[[ Excerpt provided open ]]

On Friday, the Center for Reproductive Rights and the National Women’s Law Center filed a Freedom of Information Act request as part of an investigation into the Department of Health and Human Services’s new “Division of Conscience and Religious Freedom,” a Trump-era creation devoted to promoting discrimination in health care.
The FOIA request marks the first step in launching a legal challenge to the new division, established on Jan. 18.
The top civil rights official at the Department of Health and Human Services is creating the Division of Conscience and Religious Freedom to protect doctors, nurses and other health care workers who refuse to take part in procedures like abortion or treat certain people because of moral or religious objections.
"Never forget that religious freedom is a primary freedom, that it is a civil right that deserves enforcement and respect," said Roger Severino, the director of HHS's Office for Civil Rights, at a ceremony to announce the new division.
The establishment of the division reverses an Obama-era policy that barred health care workers from refusing to treat transgender individuals or people who have had or are seeking abortions.
Just a day after the administration announced the division’s creation, HHS sought to expand its powers. Should the expansion be implemented, the division would be able to not just protect but promote discrimination, according to the CRR and NWLC.
In a press release issued on Friday, the organizations said:
One day after the administration announced the new office, HHS issued a proposed rule that would drastically expand the scope of the division’s enforcement. The rule would encourage providers to discriminate against patients and to deny health care, including abortion, under the pretext of religious freedom.

[[ Excerpt provided closed ]]
[[ Entries shown open ]]

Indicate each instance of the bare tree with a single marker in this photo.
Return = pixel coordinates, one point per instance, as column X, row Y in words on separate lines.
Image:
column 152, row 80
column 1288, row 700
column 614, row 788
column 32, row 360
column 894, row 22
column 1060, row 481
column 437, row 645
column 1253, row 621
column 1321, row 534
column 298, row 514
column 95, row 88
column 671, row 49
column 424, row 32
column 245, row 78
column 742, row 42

[[ Entries shown closed ]]

→ **Your goal**
Answer these questions from the article on the HHS Division of Conscience and Religious Freedom:
(a) Which two organizations filed the Freedom of Information Act request?
(b) On what date was the division established?
(c) What position did Roger Severino hold?

→ **Result of the task**
(a) The Center for Reproductive Rights and the National Women's Law Center
(b) Jan. 18
(c) Director of HHS's Office for Civil Rights